* _Aim of the exercise_: Copy the records below, from the line containing "if you could find the suit" through the last line; leave out pictures.

Available records START

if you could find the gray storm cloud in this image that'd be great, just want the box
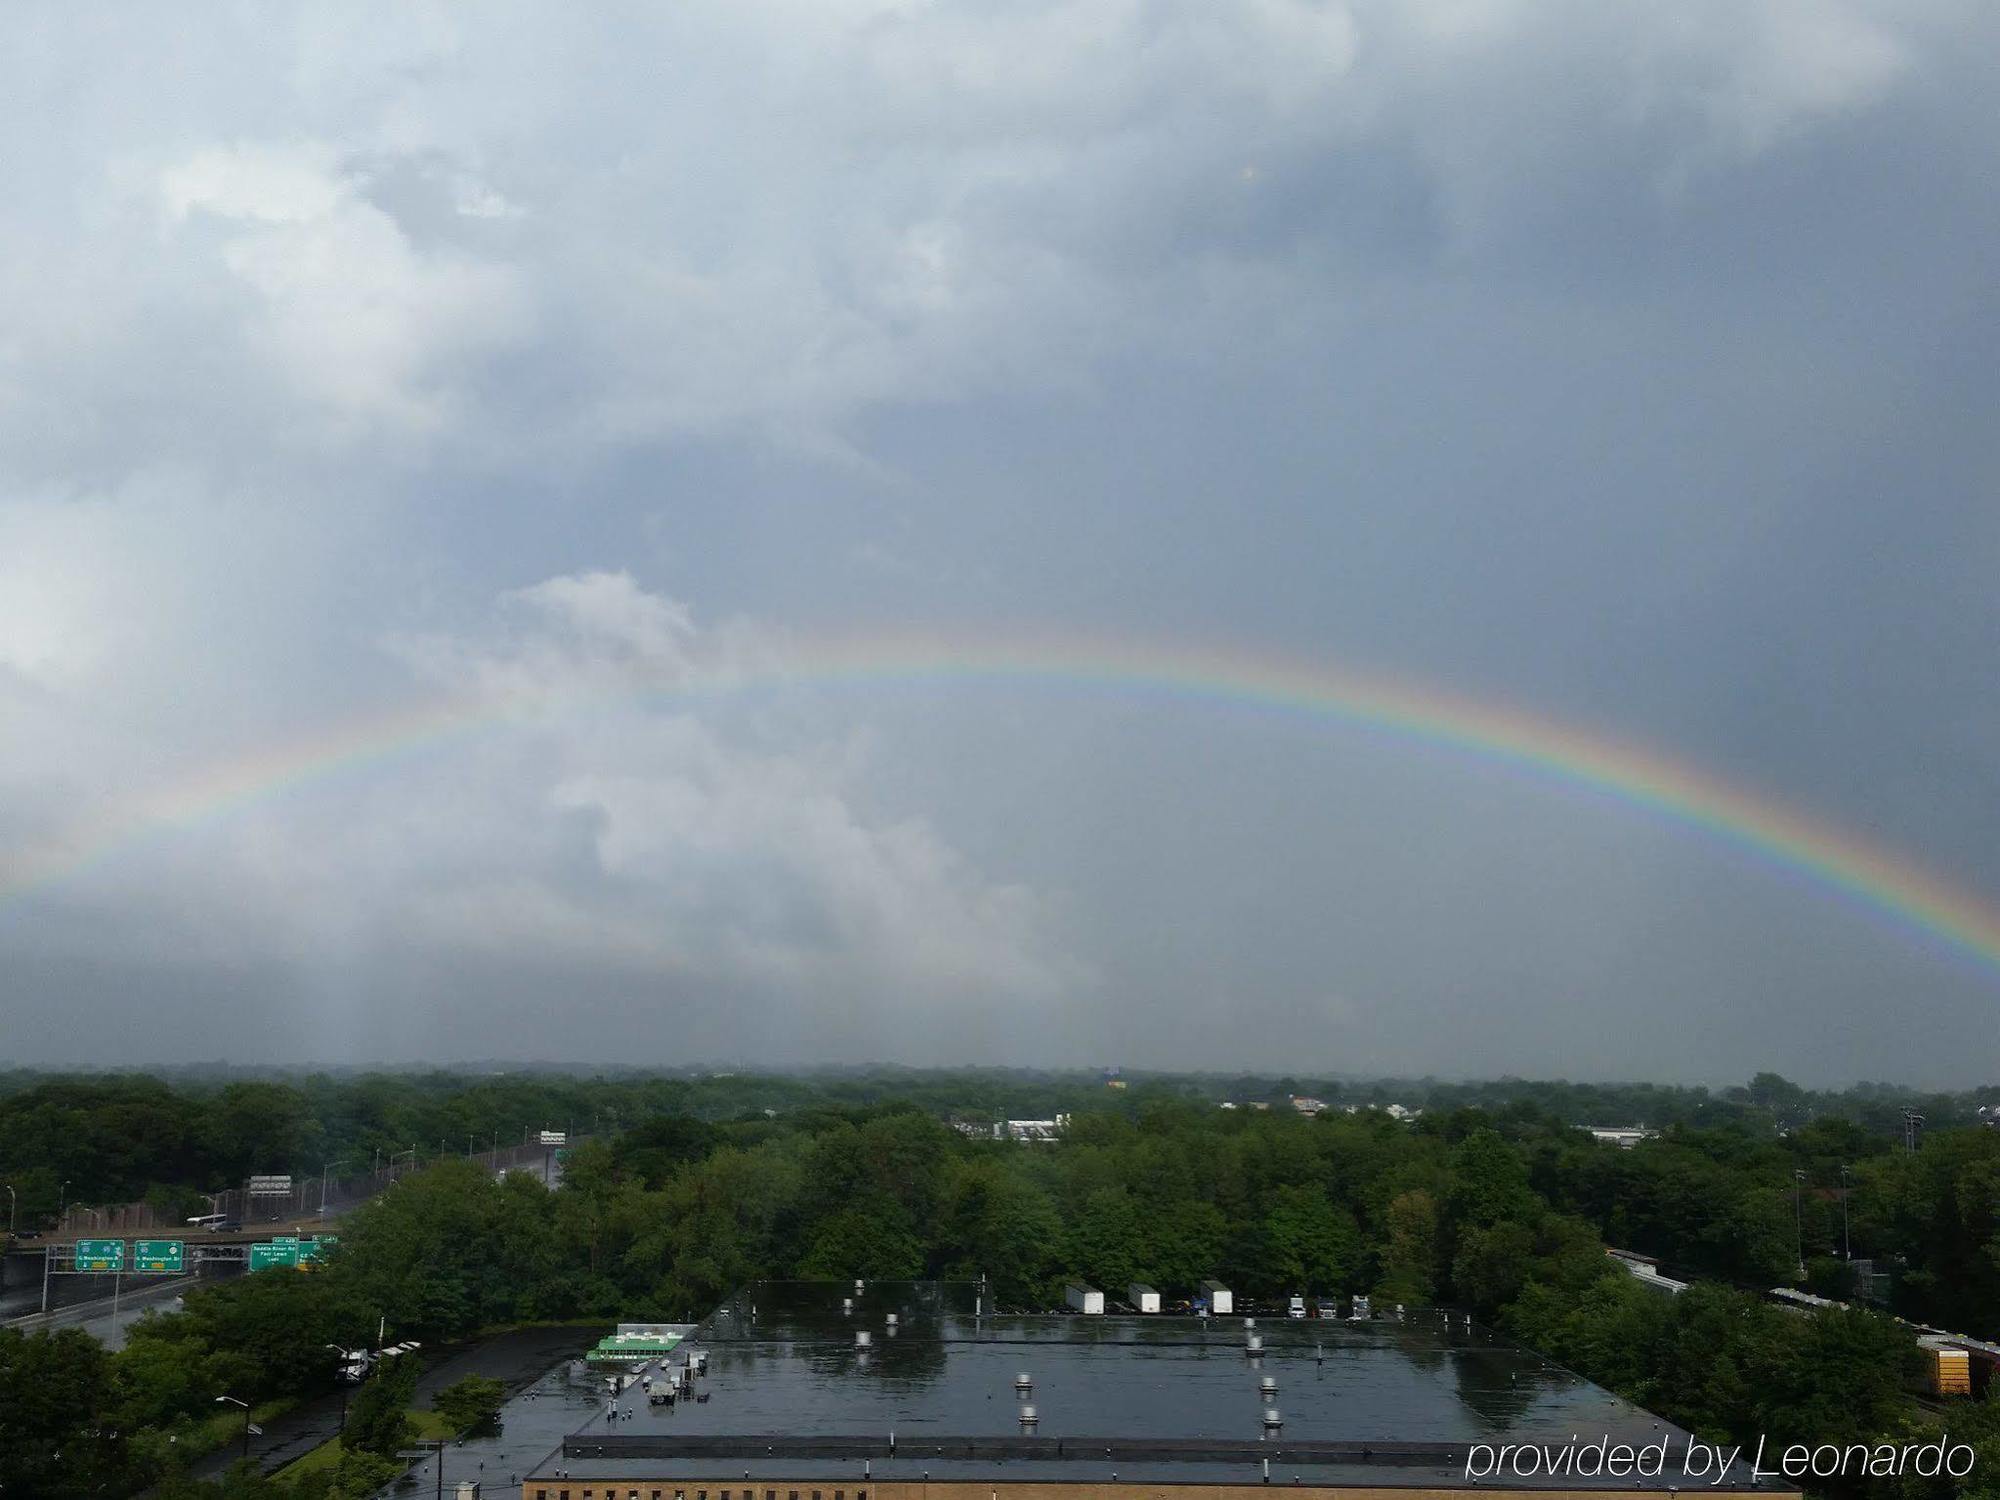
[1,2,1996,1079]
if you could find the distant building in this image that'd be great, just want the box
[1606,1249,1686,1297]
[1289,1096,1328,1116]
[995,1115,1070,1143]
[1339,1103,1420,1121]
[1585,1126,1657,1149]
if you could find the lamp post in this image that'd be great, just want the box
[58,1179,71,1225]
[4,1184,15,1235]
[1839,1164,1852,1261]
[216,1394,251,1461]
[319,1161,361,1217]
[325,1344,361,1429]
[1792,1169,1807,1280]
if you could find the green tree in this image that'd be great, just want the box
[798,1201,925,1279]
[1066,1187,1143,1292]
[1142,1199,1229,1294]
[343,1352,418,1458]
[1452,1220,1534,1313]
[1448,1128,1540,1229]
[433,1373,506,1433]
[1376,1189,1439,1303]
[2,1326,146,1497]
[935,1160,1064,1306]
[1261,1185,1362,1293]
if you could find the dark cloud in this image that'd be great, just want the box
[3,2,1996,1082]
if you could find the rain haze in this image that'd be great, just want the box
[2,2,1997,1084]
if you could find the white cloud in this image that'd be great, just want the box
[4,566,1083,1059]
[157,141,526,427]
[381,571,1079,1012]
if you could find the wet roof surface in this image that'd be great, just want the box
[526,1282,1776,1490]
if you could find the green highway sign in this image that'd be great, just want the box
[74,1239,125,1272]
[134,1240,185,1274]
[295,1234,340,1262]
[248,1240,300,1271]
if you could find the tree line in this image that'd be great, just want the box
[9,1078,2000,1496]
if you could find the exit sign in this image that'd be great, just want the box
[73,1239,124,1271]
[134,1240,186,1273]
[249,1241,300,1271]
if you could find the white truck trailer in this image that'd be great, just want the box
[1065,1284,1105,1315]
[1128,1283,1161,1313]
[1199,1280,1234,1315]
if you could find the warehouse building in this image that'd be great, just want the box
[523,1281,1792,1500]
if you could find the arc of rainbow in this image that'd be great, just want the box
[4,631,1997,981]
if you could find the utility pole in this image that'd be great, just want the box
[3,1183,14,1234]
[1903,1110,1925,1154]
[397,1438,449,1500]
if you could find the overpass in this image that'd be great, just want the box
[2,1135,574,1329]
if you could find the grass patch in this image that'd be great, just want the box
[273,1408,458,1482]
[177,1397,296,1460]
[273,1433,347,1481]
[409,1407,456,1439]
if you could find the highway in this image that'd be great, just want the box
[1,1148,566,1344]
[3,1272,198,1349]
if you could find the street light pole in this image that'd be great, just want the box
[318,1161,352,1217]
[4,1183,15,1234]
[217,1394,251,1461]
[1839,1164,1852,1261]
[1792,1169,1807,1279]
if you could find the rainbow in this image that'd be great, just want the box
[5,629,1999,980]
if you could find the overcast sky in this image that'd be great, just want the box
[3,2,1997,1083]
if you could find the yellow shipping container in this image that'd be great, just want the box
[1928,1344,1972,1396]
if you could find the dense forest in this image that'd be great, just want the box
[1,1063,1992,1230]
[8,1073,2000,1498]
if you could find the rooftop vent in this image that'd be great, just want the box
[1014,1372,1033,1394]
[855,1330,872,1348]
[1245,1334,1263,1355]
[1259,1376,1278,1396]
[1019,1405,1038,1429]
[1263,1408,1284,1429]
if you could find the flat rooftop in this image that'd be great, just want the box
[531,1281,1776,1490]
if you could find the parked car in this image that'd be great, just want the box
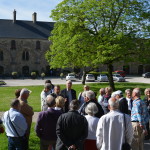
[97,74,108,82]
[142,72,150,78]
[0,80,6,85]
[86,74,95,82]
[113,74,125,82]
[66,74,77,81]
[114,70,126,77]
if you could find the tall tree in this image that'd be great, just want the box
[46,0,150,90]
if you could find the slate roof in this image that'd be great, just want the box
[0,19,54,39]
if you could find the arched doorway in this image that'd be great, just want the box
[0,66,4,75]
[138,65,143,75]
[22,66,29,77]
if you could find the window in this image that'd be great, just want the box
[0,51,3,61]
[22,51,29,61]
[36,41,41,49]
[11,40,16,49]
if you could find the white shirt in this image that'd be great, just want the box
[40,90,52,111]
[85,115,99,140]
[96,110,133,150]
[126,97,132,111]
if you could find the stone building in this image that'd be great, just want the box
[0,10,54,77]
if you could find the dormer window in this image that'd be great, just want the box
[11,40,16,50]
[36,41,41,50]
[22,51,29,61]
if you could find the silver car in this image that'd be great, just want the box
[66,74,77,81]
[113,74,125,82]
[97,74,108,82]
[86,74,95,82]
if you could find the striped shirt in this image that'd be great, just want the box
[131,98,147,128]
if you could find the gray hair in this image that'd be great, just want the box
[108,98,119,109]
[46,95,55,107]
[44,83,51,90]
[69,100,79,110]
[66,80,72,84]
[20,88,31,96]
[125,89,131,94]
[86,90,95,100]
[111,92,117,98]
[85,102,98,116]
[133,88,141,96]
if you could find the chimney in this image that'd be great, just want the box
[32,12,37,23]
[13,9,16,23]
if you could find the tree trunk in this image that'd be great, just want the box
[82,68,86,85]
[107,64,115,91]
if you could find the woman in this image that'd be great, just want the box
[84,102,99,150]
[54,96,65,112]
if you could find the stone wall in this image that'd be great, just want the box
[0,38,50,76]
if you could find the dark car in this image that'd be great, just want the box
[0,80,6,85]
[142,72,150,78]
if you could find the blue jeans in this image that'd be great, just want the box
[8,136,28,150]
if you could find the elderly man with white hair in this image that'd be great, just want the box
[79,90,104,118]
[96,97,133,150]
[18,88,34,149]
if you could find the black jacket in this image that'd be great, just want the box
[119,97,129,114]
[79,99,104,118]
[61,89,76,112]
[56,110,88,150]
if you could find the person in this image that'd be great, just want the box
[97,88,105,105]
[78,85,90,107]
[35,95,62,150]
[115,90,128,114]
[2,99,27,150]
[61,80,76,112]
[41,83,52,111]
[96,97,133,150]
[56,100,88,150]
[45,80,54,92]
[15,89,22,98]
[18,88,34,149]
[79,90,104,118]
[55,96,65,112]
[84,103,99,150]
[125,89,133,115]
[143,88,150,140]
[131,88,149,150]
[101,87,112,114]
[51,85,63,98]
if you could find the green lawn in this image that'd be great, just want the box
[0,82,150,149]
[0,82,150,111]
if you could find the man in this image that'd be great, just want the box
[3,99,27,150]
[35,95,62,150]
[125,89,133,115]
[115,90,128,114]
[96,98,133,150]
[45,80,55,92]
[18,88,34,149]
[61,80,76,112]
[78,85,90,106]
[51,85,63,98]
[131,88,148,150]
[41,83,53,111]
[56,100,88,150]
[79,90,104,118]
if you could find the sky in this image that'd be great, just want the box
[0,0,63,22]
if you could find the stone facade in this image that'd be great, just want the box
[0,38,50,76]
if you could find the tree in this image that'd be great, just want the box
[46,0,150,90]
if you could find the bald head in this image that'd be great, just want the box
[108,97,119,110]
[46,95,56,107]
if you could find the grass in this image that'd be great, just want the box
[0,82,150,149]
[0,82,150,111]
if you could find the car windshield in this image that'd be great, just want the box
[87,75,94,77]
[116,74,121,77]
[101,74,106,76]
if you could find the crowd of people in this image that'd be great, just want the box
[0,79,150,150]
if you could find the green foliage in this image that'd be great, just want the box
[11,72,18,76]
[46,0,150,89]
[41,73,45,77]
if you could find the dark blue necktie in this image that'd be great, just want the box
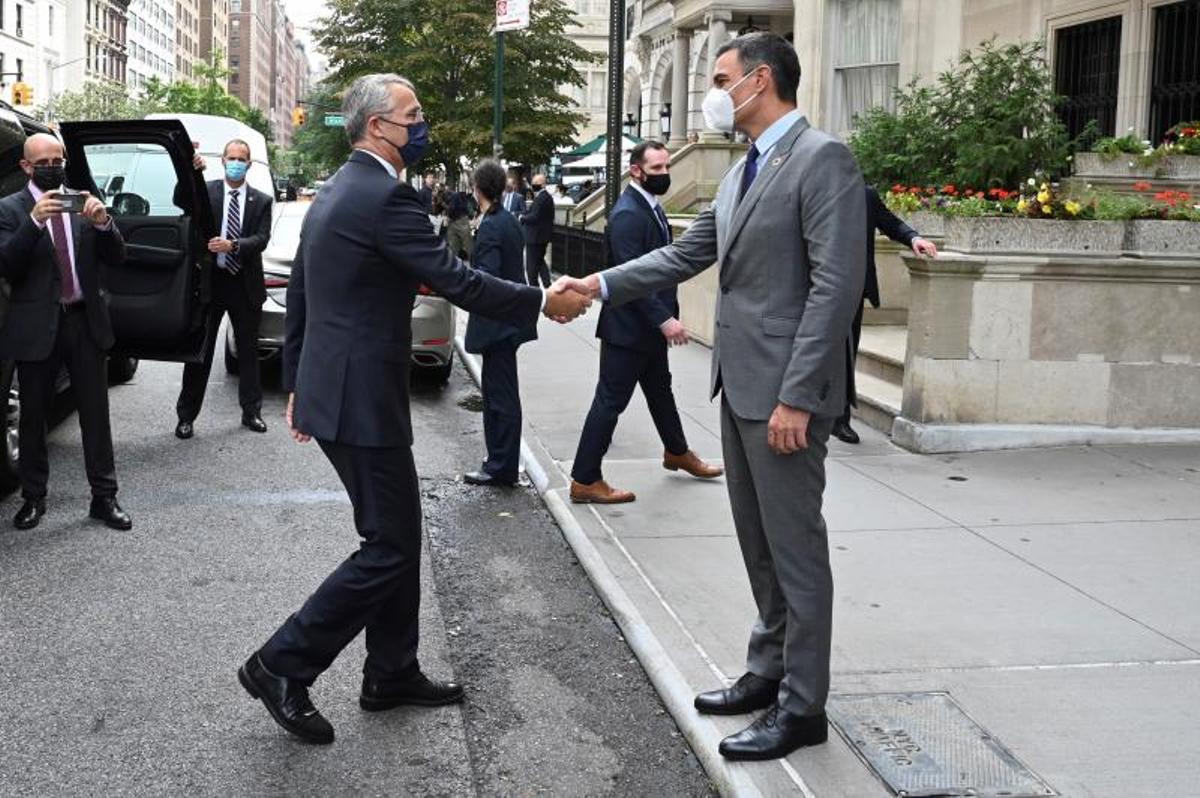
[653,204,671,242]
[739,144,760,200]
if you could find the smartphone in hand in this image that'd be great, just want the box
[57,189,87,214]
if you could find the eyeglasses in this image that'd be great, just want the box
[31,158,67,167]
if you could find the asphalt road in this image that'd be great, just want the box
[0,347,714,797]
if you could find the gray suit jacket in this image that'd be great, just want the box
[602,116,866,421]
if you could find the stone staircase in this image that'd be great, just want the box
[853,324,906,435]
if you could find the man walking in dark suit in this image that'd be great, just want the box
[520,173,554,287]
[417,173,436,214]
[238,74,591,744]
[570,141,722,504]
[463,160,537,487]
[832,186,937,444]
[501,175,527,216]
[175,139,273,439]
[0,133,132,531]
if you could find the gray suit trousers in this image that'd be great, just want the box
[721,396,834,717]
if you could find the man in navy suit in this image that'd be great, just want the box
[501,175,527,216]
[569,141,722,504]
[238,74,591,745]
[463,160,537,487]
[520,173,554,287]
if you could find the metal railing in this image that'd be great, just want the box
[550,223,607,278]
[1150,0,1200,143]
[1054,15,1122,140]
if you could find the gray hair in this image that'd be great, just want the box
[343,73,416,144]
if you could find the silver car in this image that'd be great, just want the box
[225,201,457,383]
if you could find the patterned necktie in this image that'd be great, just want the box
[49,213,76,303]
[653,204,671,243]
[739,144,761,200]
[224,189,241,274]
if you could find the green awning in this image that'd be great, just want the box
[564,132,644,157]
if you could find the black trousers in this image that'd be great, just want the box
[177,269,262,422]
[571,340,688,485]
[17,305,118,500]
[260,440,423,686]
[840,300,866,424]
[480,342,522,482]
[525,241,551,288]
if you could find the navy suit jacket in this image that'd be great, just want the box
[500,191,527,216]
[521,189,554,244]
[596,185,678,353]
[865,186,918,308]
[283,150,543,447]
[464,208,537,354]
[208,179,272,305]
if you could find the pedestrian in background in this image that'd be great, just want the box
[417,172,436,214]
[463,160,537,488]
[501,175,527,215]
[832,186,937,444]
[521,173,554,287]
[445,187,473,261]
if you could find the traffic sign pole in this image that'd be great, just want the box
[493,31,504,158]
[604,0,626,216]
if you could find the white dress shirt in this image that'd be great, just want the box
[28,182,107,304]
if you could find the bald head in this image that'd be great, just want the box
[24,133,64,163]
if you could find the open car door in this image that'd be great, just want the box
[59,120,215,362]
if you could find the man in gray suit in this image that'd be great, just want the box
[554,32,866,761]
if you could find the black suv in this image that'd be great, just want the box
[0,105,217,491]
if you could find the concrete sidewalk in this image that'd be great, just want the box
[457,312,1200,797]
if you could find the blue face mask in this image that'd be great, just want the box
[225,160,249,182]
[378,117,430,168]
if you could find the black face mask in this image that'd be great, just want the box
[640,172,671,196]
[31,164,66,192]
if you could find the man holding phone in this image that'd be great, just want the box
[0,132,132,531]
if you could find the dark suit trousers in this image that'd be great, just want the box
[17,305,118,500]
[525,242,551,288]
[571,341,688,485]
[177,268,262,422]
[839,300,866,423]
[260,439,423,686]
[480,343,522,482]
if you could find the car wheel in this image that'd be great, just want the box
[107,356,139,384]
[0,368,20,493]
[225,335,238,374]
[428,353,454,385]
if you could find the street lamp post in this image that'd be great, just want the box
[659,102,672,141]
[604,0,627,216]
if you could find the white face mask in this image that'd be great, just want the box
[701,68,764,133]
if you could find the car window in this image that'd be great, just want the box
[83,142,182,217]
[264,210,304,261]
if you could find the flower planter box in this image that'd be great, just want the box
[943,217,1126,255]
[1160,154,1200,180]
[1124,219,1200,257]
[901,210,945,238]
[1074,152,1200,180]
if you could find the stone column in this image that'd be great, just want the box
[669,28,691,149]
[707,11,731,54]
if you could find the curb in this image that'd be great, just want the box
[455,336,765,798]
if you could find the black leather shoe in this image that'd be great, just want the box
[239,653,334,744]
[13,499,46,530]
[89,496,133,530]
[832,419,860,444]
[694,672,780,716]
[462,470,517,488]
[718,704,828,761]
[175,420,194,439]
[360,672,465,712]
[242,414,268,433]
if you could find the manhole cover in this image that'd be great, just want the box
[827,692,1055,798]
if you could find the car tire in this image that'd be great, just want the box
[427,353,454,385]
[107,356,139,384]
[225,336,238,374]
[0,366,20,494]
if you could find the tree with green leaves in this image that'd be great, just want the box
[42,80,147,123]
[315,0,594,183]
[289,81,353,179]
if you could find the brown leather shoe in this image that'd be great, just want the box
[663,449,724,479]
[570,479,636,504]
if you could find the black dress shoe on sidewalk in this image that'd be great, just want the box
[718,704,828,761]
[89,497,133,530]
[694,672,781,716]
[175,420,194,439]
[13,499,46,530]
[242,414,268,433]
[360,672,465,712]
[832,419,860,444]
[462,470,516,488]
[239,653,334,744]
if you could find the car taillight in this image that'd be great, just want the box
[264,276,288,288]
[417,284,436,296]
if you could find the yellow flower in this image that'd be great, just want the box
[1017,199,1028,213]
[1037,190,1051,204]
[1042,203,1053,215]
[1064,200,1081,216]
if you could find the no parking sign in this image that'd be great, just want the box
[495,0,530,32]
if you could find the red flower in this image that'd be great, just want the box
[892,184,906,194]
[925,186,936,195]
[908,187,921,195]
[1182,127,1197,138]
[941,184,958,196]
[1132,181,1153,192]
[965,189,975,197]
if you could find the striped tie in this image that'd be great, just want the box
[224,189,241,274]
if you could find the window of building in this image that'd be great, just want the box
[832,0,900,134]
[1054,16,1122,140]
[15,57,21,81]
[589,71,606,110]
[48,5,53,36]
[15,2,22,35]
[1149,0,1200,142]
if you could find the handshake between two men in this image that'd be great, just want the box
[541,273,603,324]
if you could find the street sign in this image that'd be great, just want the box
[324,114,345,127]
[495,0,530,32]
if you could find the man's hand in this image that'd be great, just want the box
[287,393,310,443]
[31,191,63,223]
[551,274,601,300]
[208,237,236,254]
[81,193,109,227]
[767,402,811,454]
[912,237,938,258]
[661,318,689,346]
[191,141,206,172]
[543,287,591,323]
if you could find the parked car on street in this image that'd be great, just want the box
[224,199,457,383]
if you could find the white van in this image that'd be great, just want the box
[145,112,278,200]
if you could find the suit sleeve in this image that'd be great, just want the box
[237,194,273,257]
[869,189,918,247]
[608,208,673,328]
[282,240,306,392]
[779,140,867,412]
[602,203,718,306]
[377,187,542,325]
[0,203,46,282]
[95,219,126,266]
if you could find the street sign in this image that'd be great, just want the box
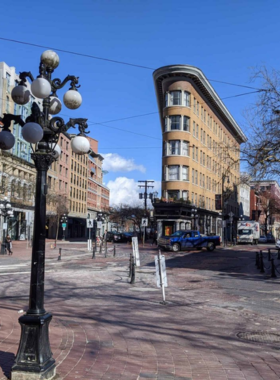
[97,221,102,229]
[141,218,148,227]
[87,219,94,228]
[3,223,7,230]
[132,237,140,266]
[62,223,67,228]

Available records END

* _Response for this exercise_:
if you could find the suit sleeve in this image that'd be great, just want the box
[237,194,273,257]
[869,189,918,247]
[608,208,673,328]
[282,240,306,392]
[779,140,867,412]
[602,203,718,306]
[377,187,542,325]
[0,203,46,282]
[95,219,126,266]
if you could find the street sign in this image that'd be great, just want the box
[97,221,102,229]
[141,218,148,227]
[87,219,94,228]
[3,223,7,230]
[132,237,140,266]
[62,223,67,228]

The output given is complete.